Reproduce the listing verbatim.

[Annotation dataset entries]
##############################

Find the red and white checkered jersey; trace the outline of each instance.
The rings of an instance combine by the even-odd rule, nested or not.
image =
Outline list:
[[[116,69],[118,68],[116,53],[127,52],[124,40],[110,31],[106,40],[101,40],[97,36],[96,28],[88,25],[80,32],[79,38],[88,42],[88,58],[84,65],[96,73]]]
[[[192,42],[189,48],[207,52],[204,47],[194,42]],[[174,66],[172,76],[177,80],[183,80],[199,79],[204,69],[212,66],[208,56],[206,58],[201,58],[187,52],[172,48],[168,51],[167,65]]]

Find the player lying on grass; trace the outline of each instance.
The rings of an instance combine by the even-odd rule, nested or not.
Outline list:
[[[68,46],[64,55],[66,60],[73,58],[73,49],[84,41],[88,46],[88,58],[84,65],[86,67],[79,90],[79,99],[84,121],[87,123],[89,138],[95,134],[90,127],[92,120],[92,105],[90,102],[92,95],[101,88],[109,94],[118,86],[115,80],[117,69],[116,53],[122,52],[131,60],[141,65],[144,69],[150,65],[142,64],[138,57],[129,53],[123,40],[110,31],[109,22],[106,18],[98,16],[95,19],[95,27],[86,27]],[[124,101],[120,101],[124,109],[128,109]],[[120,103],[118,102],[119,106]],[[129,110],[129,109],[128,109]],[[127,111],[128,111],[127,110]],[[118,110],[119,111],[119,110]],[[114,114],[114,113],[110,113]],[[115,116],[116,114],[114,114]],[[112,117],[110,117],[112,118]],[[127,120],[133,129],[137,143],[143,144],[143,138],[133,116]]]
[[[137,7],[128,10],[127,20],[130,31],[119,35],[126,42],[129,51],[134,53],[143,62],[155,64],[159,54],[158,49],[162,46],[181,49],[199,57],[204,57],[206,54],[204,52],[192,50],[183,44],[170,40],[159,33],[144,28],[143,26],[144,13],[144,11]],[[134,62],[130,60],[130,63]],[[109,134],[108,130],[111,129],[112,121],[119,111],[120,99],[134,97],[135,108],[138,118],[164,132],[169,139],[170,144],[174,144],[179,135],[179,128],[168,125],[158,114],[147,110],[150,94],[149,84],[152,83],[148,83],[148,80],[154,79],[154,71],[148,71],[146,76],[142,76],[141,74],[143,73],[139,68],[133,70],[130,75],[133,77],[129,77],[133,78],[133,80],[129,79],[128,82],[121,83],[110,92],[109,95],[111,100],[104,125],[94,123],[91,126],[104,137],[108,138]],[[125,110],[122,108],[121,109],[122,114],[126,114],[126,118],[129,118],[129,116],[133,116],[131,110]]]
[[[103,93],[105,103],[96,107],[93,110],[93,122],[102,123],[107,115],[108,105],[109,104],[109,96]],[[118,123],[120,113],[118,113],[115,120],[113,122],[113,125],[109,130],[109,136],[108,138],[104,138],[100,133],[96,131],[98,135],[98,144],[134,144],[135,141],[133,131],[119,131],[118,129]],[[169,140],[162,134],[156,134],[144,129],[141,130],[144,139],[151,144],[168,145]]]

##############################

### Result of this exercise
Find the red and white checkered jersey; trace the outline of each instance.
The rings of an instance combine by the even-odd rule, nested or not.
image =
Outline list:
[[[116,69],[118,68],[116,53],[127,52],[124,40],[110,31],[106,40],[101,40],[97,36],[96,28],[88,25],[80,32],[79,38],[88,42],[88,58],[84,65],[96,73]]]
[[[192,42],[189,48],[207,52],[204,47],[194,42]],[[174,66],[172,76],[177,80],[183,80],[199,79],[204,69],[212,66],[208,56],[206,58],[201,58],[187,52],[172,48],[168,51],[167,65]]]

Find the player lying on grass; trace the outline of each instance.
The rings of an instance combine by the even-odd rule, nested or not.
Outline list:
[[[68,46],[64,55],[66,60],[73,58],[73,49],[84,41],[88,46],[88,58],[84,65],[86,67],[79,90],[79,99],[84,121],[87,123],[89,138],[95,134],[90,127],[92,120],[92,105],[90,102],[92,95],[101,88],[109,94],[118,86],[115,80],[117,69],[116,53],[122,52],[131,60],[141,65],[144,69],[150,65],[142,64],[138,57],[129,53],[123,40],[110,31],[109,22],[106,18],[98,16],[95,19],[95,27],[86,27]],[[124,101],[120,101],[124,109],[128,109]],[[120,103],[118,102],[119,106]],[[129,110],[129,109],[128,109]],[[127,111],[128,111],[127,110]],[[118,110],[119,111],[119,110]],[[114,114],[114,113],[110,113]],[[115,116],[116,114],[114,114]],[[112,117],[110,117],[112,118]],[[127,120],[133,129],[137,143],[143,144],[143,138],[133,116]]]
[[[137,7],[128,10],[127,20],[130,31],[119,35],[126,42],[129,51],[134,53],[143,62],[155,64],[159,54],[158,49],[162,46],[181,49],[199,57],[204,57],[206,54],[204,52],[192,50],[183,44],[170,40],[159,33],[144,28],[143,26],[144,13],[144,11]],[[134,62],[130,60],[130,63]],[[109,134],[108,130],[111,129],[112,121],[119,111],[120,99],[134,97],[135,108],[138,118],[164,132],[169,139],[170,144],[174,144],[179,135],[179,128],[168,125],[158,114],[147,110],[150,94],[149,84],[152,83],[148,83],[148,80],[154,79],[154,71],[148,71],[146,76],[142,76],[141,74],[143,73],[139,68],[133,70],[130,75],[133,77],[129,77],[133,78],[133,80],[129,79],[128,82],[121,83],[110,92],[109,95],[111,100],[104,125],[94,123],[91,126],[104,137],[108,138]],[[125,110],[122,108],[121,109],[122,114],[126,114],[126,118],[129,118],[129,116],[133,116],[131,110]]]
[[[103,93],[105,103],[96,107],[93,110],[93,122],[102,123],[107,115],[108,105],[109,104],[109,96]],[[118,123],[120,113],[118,113],[115,120],[113,122],[113,125],[109,130],[109,136],[108,138],[104,138],[100,133],[96,131],[98,135],[98,144],[134,144],[135,141],[133,131],[119,131],[118,129]],[[169,140],[162,134],[156,134],[144,129],[141,130],[144,139],[151,144],[168,145]]]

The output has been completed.